**TEXT**
Malia's 6 kilometer-long coastline features sandy beach stretching from the base of the strip and extending eastward toward the vicinity of the Minoan palace. The seaside Dimokratias Street (Malia Beach Road) is the main thoroughfare in the newer part of the town, along which many bars, restaurants, and nightlife venues are located.

Malia gained prominence as the setting for the 2011 British comedy film, The Inbetweeners Movie, depicting a lads' holiday adventure of the main characters. Independent reviews of booking data from various travel agents indicated Malia as the favored destination among young adults in 2013. Over the years, Malia has witnessed growing popularity, with the number of visitors surpassing other Eastern Mediterranean holiday destinations like Ayia Napa and Zante. The town is particularly popular with British holidaymakers aged 18–30 for party and leisure-themed vacations. An accompanying rise in rowdy behaviour led to 95% of Malia's hotels outlawing this type of package tourism in 2017, which accounted for a 30% drop in tourism to the town in the following years. The 2023 movie How to Have Sex was filmed in Malia.

**WORK INSTRUCTION A**
Check each statement against the text about Malia and answer yes or no, quoting the words of the text that decide it: (i) Malia's coastline is 6 kilometers long. (ii) The Inbetweeners Movie came out in 2013. (iii) In 2017, 95% of Malia's hotels outlawed a type of package tourism.
**WORK INSTRUCTION B**
Pick up the text about Malia after its final sentence and keep writing.

Referring expression data
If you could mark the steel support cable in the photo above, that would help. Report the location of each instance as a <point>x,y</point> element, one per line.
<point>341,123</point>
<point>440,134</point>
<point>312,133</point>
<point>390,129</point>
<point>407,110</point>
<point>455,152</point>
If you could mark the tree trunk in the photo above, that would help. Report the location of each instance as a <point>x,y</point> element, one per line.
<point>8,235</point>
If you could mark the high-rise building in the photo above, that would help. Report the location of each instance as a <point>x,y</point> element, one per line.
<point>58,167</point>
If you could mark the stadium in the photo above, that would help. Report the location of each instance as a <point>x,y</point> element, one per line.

**FINAL ANSWER A**
(i) Yes: "Malia's 6 kilometer-long coastline"
(ii) No: "the 2011 British comedy film, The Inbetweeners Movie"
(iii) Yes: "led to 95% of Malia's hotels outlawing this type of package tourism in 2017"

**FINAL ANSWER B**
== Villages in Municipal Unit of Malia ==
=== Krasi village ===
Krasi village is situated approximately 46.3 kilometers southeast of Heraklion, the capital of Crete, and 6 kilometers south of Malia town, nestled inland within Hersonissos Municipality, at an elevation of 600 m. It is situated at the northwest slope of Mount Selena (1,559 meters elevation). Krasi's local economy is focused on agriculture, particularly olive cultivation and livestock farming. The southern side village features the "Megalh Vrish- Ydragogio" fountain, which serves as a source for local agricultural irrigation. The village has a church, Metamorphosis Sotiros, which features frescoes and a wooden temple. Also located within the village is the Protominoikos Tomb, an archeological finding predating the Minoan era that was unearthed in 1929 by Spyridon Marinatos. Krasi is also associated by locals with a tradition of music and dance.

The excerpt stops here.